**Instrukcja do zadania**
Proszę odpowiedzieć krótko na pytania do fragmentu dokumentu:
(a) W której miejscowości w Murcji analiza ścieków wykazała obecność koronawirusa?
(b) Które czasopismo opublikowało nowe badania na temat obecności koronawirusa w wodach ściekowych?
(c) Przez ile dni ślad genetyczny SARS-CoV-2 pozostaje w organizmie zakażonych?

**Fragment dokumentu**

──────────────────────────────

Władze kilku hiszpańskich miast ogłosiły między lipcem a sierpniem obecność cząsteczek koronawirusa SARS-CoV-2 w wodach ściekowych. Analiza ścieków ujawniła obecność koronawirusa w miejscowości Totana w Murcji, a do podobnych odkryć doszło w miastach Katalonii i Walencji: Benimaclet-Mestalla, Jesús-Patraix, La Saïdia oraz w przyległym obszarze Campanar i Benicalap. Czasopismo „Nature” opublikowało nowe badania na temat obecności koronawirusa w wodach ściekowych. Wiadomo, że SARS-CoV-2 pozostawia ślad genetyczny (RNA), który pozostaje w organizmie zakażonych przez 20 dni. Później wydalany jest z kałem, który trafia do ścieków.

──────────────────────────────

**Zawartość zbioru danych**

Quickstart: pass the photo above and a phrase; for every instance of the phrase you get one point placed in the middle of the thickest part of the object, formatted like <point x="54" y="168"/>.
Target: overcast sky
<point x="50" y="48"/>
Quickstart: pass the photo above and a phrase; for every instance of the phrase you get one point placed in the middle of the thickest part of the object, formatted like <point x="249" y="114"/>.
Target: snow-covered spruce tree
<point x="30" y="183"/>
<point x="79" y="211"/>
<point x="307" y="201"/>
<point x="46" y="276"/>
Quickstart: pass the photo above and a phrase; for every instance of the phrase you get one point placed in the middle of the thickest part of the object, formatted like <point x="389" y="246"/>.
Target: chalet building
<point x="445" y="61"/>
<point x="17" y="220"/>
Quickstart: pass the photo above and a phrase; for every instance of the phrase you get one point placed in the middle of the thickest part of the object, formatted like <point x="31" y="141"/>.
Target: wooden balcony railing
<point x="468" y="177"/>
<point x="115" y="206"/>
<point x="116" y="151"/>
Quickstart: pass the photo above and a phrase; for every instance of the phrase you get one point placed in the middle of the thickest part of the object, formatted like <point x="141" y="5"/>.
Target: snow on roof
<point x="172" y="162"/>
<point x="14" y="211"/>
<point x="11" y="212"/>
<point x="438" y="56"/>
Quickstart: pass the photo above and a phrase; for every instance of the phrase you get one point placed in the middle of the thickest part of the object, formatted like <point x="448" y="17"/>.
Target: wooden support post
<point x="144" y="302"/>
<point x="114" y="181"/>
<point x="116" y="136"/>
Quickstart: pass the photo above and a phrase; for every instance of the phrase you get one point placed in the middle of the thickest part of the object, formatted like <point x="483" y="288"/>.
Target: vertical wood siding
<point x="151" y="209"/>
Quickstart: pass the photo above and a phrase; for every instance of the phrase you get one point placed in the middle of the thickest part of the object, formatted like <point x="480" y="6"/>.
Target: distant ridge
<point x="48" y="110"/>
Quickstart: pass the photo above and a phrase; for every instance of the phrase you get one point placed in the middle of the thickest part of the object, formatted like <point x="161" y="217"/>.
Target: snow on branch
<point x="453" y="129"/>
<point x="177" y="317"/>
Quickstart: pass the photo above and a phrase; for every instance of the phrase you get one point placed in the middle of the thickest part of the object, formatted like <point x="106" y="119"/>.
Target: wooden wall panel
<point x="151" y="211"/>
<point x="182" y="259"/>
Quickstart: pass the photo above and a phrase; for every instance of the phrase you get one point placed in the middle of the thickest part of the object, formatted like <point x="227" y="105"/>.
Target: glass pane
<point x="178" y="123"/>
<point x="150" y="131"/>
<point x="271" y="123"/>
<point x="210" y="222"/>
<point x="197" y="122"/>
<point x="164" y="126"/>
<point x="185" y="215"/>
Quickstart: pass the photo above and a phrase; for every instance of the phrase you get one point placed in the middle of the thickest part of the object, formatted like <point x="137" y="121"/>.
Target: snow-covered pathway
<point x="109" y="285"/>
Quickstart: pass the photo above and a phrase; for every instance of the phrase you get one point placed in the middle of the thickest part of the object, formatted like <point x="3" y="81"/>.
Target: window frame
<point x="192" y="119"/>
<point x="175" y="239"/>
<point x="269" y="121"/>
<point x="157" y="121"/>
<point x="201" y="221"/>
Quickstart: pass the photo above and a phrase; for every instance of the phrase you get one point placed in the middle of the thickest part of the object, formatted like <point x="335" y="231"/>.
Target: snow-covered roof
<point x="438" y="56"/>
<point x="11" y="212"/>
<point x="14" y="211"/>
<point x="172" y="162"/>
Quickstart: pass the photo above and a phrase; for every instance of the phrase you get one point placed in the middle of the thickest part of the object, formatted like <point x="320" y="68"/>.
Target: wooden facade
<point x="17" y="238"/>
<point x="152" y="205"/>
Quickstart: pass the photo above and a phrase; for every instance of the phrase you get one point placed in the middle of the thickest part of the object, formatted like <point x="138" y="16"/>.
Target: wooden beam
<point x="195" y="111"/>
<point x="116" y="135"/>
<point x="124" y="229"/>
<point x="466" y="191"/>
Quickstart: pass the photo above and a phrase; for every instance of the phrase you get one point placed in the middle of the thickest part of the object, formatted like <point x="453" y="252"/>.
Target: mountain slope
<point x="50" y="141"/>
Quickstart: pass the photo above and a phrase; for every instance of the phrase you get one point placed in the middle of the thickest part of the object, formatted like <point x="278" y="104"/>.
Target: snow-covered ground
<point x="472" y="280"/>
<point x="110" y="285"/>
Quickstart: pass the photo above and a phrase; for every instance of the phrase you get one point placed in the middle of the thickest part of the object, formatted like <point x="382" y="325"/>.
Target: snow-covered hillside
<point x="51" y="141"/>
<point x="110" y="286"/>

──────────────────────────────

**Miejsce na odpowiedź**
(a) Totana
(b) „Nature”
(c) Przez 20 dni